_Supplied passage_:
• • •

My MiniZinc specification looks like this:
%#! python3 -m minizinc use_embed=1 {var("1..250", ["d", "g1", "g2", "h1", "h2", "z"])}; predicate is_pythagorean(var int: x, var int: y, var int: z) = (x * x + y * y = z * z); % first girder constraint is_pythagorean(d, h1, g1); % second girder constraint is_pythagorean(d, h2, g2); constraint h2 < h1; constraint g2 = d + 1; % weld height H = (h1 * h2) / (h1 + h2) constraint h1 * h2 < 10 * (h1 + h2); % tops constraint is_pythagorean(d, h1 - h2, z); solve satisfy;LikeLike
GeoffR 4:31 pm on 3 March 2024 Permalink |
@Jim:
A neat MiniZinc solution.
Yes, the weld height would give a complete solution, although this is not a strict requirement of the teaser description.

• • •

_Provided material_:

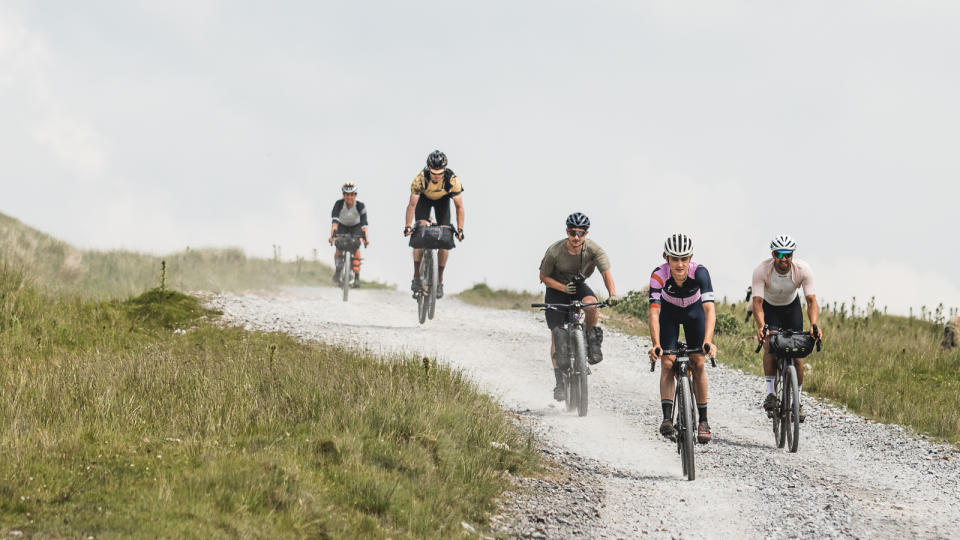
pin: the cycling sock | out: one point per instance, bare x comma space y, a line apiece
667, 406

• • •

_Tasks and exercises_:
1 - Answer these questions about the MiniZinc thread, one answer per line:
(a) What range of values does the specification give to the variables?
(b) What constraint ties g2 to d?
(c) According to GeoffR, is the weld height a strict requirement of the teaser description?
2 - Write out everything in the MiniZinc thread from "My MiniZinc specification" down to "the teaser description.".
3 - Write what comes next in the MiniZinc thread, picking up after its last sentence.

_The answers_:
1 -
(a) 1..250
(b) g2 = d + 1
(c) No, it is not a strict requirement.

2 -
My MiniZinc specification looks like this:
%#! python3 -m minizinc use_embed=1 {var("1..250", ["d", "g1", "g2", "h1", "h2", "z"])}; predicate is_pythagorean(var int: x, var int: y, var int: z) = (x * x + y * y = z * z); % first girder constraint is_pythagorean(d, h1, g1); % second girder constraint is_pythagorean(d, h2, g2); constraint h2 < h1; constraint g2 = d + 1; % weld height H = (h1 * h2) / (h1 + h2) constraint h1 * h2 < 10 * (h1 + h2); % tops constraint is_pythagorean(d, h1 - h2, z); solve satisfy;LikeLike
GeoffR 4:31 pm on 3 March 2024 Permalink |
@Jim:
A neat MiniZinc solution.
Yes, the weld height would give a complete solution, although this is not a strict requirement of the teaser description.

3 -
I was more interested in the derivation of your formula for the weld height.
If x is the distance from left wall h1 to the weld height (h3), by similar triangles:
h3/x = h2/w and h1/w = h3/(w – x).
Algebraic manipulation gives 1/h3 = 1/h1 + 1/h2
or h3 = h1.h2/(h1 + h2).
As Brian has mentioned to me, this is the same formula in optics for the focal length, object and image distances, or two resistors in parallel.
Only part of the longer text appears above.